* **Location annotation dataset excerpts**:
____

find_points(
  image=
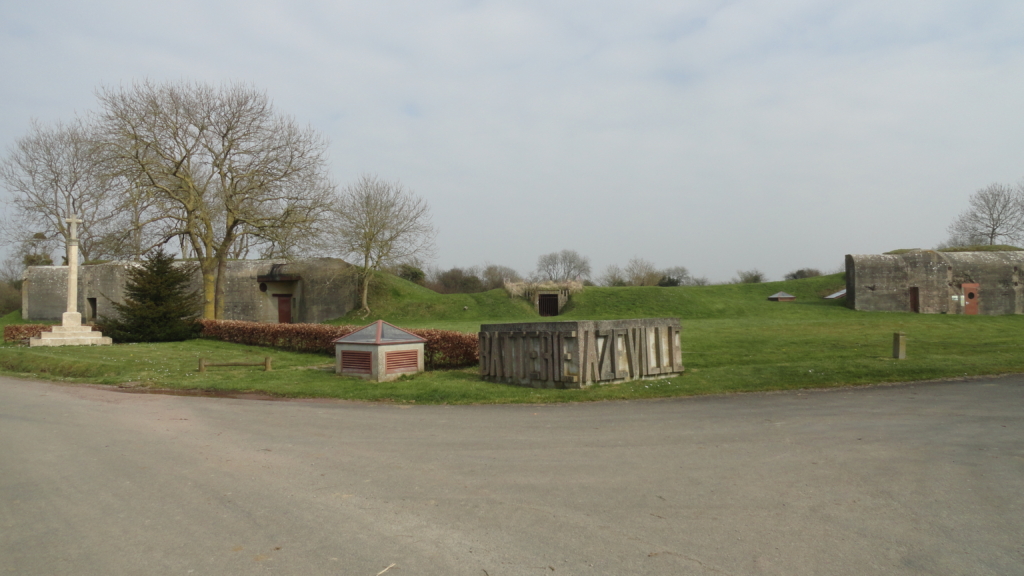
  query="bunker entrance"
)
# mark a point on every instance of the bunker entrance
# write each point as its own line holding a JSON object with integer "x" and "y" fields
{"x": 284, "y": 309}
{"x": 971, "y": 293}
{"x": 548, "y": 304}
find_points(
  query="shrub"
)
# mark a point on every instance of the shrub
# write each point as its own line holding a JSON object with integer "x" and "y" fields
{"x": 803, "y": 273}
{"x": 159, "y": 305}
{"x": 17, "y": 332}
{"x": 411, "y": 273}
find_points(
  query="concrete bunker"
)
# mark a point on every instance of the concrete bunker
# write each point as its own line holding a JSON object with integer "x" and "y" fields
{"x": 274, "y": 291}
{"x": 931, "y": 282}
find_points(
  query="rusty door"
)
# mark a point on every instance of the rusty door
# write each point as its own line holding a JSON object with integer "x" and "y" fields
{"x": 548, "y": 304}
{"x": 284, "y": 307}
{"x": 971, "y": 295}
{"x": 914, "y": 298}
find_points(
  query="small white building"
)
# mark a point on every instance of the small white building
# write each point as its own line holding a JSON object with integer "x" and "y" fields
{"x": 379, "y": 352}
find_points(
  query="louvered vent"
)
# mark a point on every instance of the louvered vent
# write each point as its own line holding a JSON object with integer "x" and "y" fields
{"x": 355, "y": 362}
{"x": 402, "y": 361}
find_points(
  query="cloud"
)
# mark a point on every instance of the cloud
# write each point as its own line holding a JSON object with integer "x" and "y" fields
{"x": 716, "y": 134}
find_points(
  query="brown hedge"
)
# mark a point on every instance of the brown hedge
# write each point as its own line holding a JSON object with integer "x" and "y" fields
{"x": 443, "y": 348}
{"x": 17, "y": 332}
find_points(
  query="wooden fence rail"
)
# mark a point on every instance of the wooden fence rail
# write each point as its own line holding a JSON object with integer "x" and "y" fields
{"x": 203, "y": 364}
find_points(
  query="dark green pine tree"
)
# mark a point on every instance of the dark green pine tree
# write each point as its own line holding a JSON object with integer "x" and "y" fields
{"x": 159, "y": 304}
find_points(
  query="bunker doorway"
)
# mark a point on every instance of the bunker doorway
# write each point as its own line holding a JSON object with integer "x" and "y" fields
{"x": 971, "y": 294}
{"x": 284, "y": 307}
{"x": 548, "y": 304}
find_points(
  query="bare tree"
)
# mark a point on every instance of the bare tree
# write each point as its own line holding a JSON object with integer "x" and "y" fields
{"x": 381, "y": 223}
{"x": 52, "y": 173}
{"x": 219, "y": 164}
{"x": 612, "y": 277}
{"x": 994, "y": 212}
{"x": 562, "y": 266}
{"x": 642, "y": 273}
{"x": 675, "y": 276}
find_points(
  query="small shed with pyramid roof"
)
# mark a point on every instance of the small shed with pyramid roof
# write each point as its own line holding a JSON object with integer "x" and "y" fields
{"x": 379, "y": 352}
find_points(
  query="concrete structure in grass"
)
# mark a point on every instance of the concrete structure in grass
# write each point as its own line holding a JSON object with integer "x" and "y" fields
{"x": 931, "y": 282}
{"x": 576, "y": 355}
{"x": 379, "y": 352}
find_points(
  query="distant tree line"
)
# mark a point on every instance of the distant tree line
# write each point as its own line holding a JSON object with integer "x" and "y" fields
{"x": 994, "y": 215}
{"x": 213, "y": 172}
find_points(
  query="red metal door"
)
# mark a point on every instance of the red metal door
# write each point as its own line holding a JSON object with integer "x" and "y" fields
{"x": 284, "y": 309}
{"x": 971, "y": 295}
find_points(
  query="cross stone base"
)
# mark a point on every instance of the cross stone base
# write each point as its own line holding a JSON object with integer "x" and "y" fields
{"x": 71, "y": 333}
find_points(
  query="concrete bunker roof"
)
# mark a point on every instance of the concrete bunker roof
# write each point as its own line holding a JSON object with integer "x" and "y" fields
{"x": 379, "y": 333}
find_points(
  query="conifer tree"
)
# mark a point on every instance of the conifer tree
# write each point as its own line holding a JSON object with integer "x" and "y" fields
{"x": 160, "y": 305}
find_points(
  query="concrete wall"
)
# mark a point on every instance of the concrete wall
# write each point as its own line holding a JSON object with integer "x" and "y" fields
{"x": 323, "y": 291}
{"x": 576, "y": 355}
{"x": 44, "y": 292}
{"x": 883, "y": 283}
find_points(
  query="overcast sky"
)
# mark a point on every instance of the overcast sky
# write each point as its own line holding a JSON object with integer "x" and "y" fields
{"x": 720, "y": 135}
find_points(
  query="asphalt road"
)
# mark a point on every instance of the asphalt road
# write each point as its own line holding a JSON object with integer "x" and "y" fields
{"x": 925, "y": 479}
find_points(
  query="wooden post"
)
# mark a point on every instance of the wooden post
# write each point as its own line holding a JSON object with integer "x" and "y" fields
{"x": 899, "y": 345}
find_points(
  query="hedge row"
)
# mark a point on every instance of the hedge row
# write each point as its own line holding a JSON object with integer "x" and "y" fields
{"x": 296, "y": 337}
{"x": 18, "y": 332}
{"x": 443, "y": 348}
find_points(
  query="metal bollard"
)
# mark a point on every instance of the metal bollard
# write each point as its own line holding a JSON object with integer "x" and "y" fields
{"x": 899, "y": 345}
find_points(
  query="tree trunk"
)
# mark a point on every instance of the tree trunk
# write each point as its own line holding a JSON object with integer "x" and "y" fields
{"x": 365, "y": 290}
{"x": 219, "y": 288}
{"x": 209, "y": 269}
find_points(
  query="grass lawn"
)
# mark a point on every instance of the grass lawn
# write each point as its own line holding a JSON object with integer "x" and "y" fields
{"x": 733, "y": 339}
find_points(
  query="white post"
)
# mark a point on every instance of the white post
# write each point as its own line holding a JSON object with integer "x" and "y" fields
{"x": 72, "y": 317}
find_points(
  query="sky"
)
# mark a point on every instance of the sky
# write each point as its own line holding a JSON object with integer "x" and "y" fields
{"x": 718, "y": 135}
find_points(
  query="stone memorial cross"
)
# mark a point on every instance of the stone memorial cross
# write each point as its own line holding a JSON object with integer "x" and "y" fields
{"x": 71, "y": 332}
{"x": 74, "y": 220}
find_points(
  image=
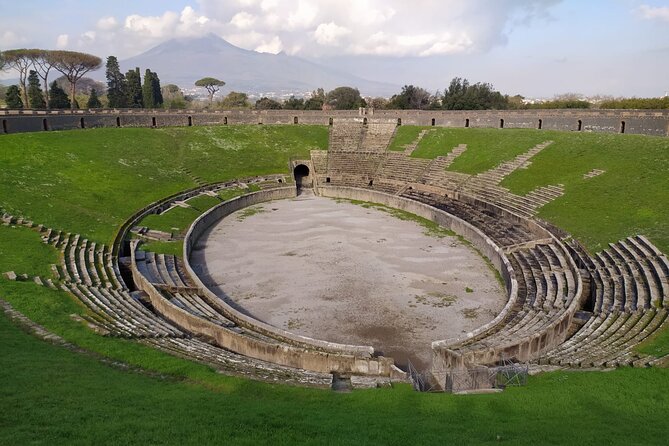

____

Pick out and copy every line of the items above that contains the string "pine", treating uppercase and lowercase as different.

* **COMPLETE OUTPUT**:
  query="dark green pine tree"
# mark a point on every instance of the dark green pine tree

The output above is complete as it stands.